REQUIRED ACTION.
Given the listing below, write out exactly the lines starting with the line that has "Reviewer note: every instance of the road" and going on through the line that has "Reviewer note: every instance of the stone", both kept.

RECORDS SHOWN.
============

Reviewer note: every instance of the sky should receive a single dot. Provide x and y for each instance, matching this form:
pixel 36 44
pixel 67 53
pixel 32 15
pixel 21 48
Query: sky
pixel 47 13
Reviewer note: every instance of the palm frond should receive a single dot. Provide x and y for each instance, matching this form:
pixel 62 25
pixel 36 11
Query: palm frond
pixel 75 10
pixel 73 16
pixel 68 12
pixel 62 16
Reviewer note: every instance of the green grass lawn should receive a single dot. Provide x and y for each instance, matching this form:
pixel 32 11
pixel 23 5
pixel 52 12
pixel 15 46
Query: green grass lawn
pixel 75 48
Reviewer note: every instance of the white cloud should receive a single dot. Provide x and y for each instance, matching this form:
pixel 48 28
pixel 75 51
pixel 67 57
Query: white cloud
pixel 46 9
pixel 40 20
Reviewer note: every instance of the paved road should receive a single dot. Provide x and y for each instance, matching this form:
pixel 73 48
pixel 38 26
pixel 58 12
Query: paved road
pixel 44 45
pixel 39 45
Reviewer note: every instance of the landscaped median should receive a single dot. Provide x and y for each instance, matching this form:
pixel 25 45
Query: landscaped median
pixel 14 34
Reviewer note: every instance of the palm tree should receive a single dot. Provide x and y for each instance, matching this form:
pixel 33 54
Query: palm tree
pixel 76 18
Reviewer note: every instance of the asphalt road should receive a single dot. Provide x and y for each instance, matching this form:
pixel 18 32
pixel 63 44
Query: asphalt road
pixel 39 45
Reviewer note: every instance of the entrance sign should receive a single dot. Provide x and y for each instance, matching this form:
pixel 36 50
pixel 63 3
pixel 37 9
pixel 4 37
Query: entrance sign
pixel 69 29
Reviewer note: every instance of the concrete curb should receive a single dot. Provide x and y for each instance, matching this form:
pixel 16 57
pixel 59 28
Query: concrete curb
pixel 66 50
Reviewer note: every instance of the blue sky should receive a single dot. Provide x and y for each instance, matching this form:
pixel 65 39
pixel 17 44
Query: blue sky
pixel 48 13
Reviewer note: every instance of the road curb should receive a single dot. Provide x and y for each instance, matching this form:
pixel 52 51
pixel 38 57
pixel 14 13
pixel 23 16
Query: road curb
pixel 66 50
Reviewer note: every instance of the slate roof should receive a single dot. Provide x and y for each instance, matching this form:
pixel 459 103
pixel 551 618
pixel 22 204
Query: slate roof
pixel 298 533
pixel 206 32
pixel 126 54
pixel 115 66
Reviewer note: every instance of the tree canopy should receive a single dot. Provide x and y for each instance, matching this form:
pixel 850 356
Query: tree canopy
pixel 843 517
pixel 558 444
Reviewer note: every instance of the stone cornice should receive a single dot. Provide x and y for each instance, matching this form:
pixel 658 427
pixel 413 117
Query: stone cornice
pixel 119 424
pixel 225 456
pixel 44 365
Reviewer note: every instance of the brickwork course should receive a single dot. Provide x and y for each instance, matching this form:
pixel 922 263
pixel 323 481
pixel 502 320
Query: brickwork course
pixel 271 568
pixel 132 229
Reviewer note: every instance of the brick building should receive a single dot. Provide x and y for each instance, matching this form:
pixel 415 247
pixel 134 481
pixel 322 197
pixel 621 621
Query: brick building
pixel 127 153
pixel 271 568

============

SOLUTION.
Reviewer note: every instance of the road curb should receive a single dot. Provide x and y for each instance, matching this form:
pixel 52 51
pixel 38 57
pixel 14 13
pixel 23 16
Query: road curb
pixel 66 50
Reviewer note: every instance of the slate roof should receive a single dot. Provide x and y for each instance, matching this form:
pixel 459 103
pixel 551 618
pixel 22 204
Query: slate roof
pixel 298 533
pixel 206 32
pixel 126 54
pixel 115 66
Reviewer note: every instance of the tree canopy should receive a single dot. Provide x and y for each instance, matching this form:
pixel 850 356
Query: tree canopy
pixel 843 517
pixel 558 444
Reviewer note: every instance of the stone cornice should receive a single dot. Provide x and y for each instance, matching this form:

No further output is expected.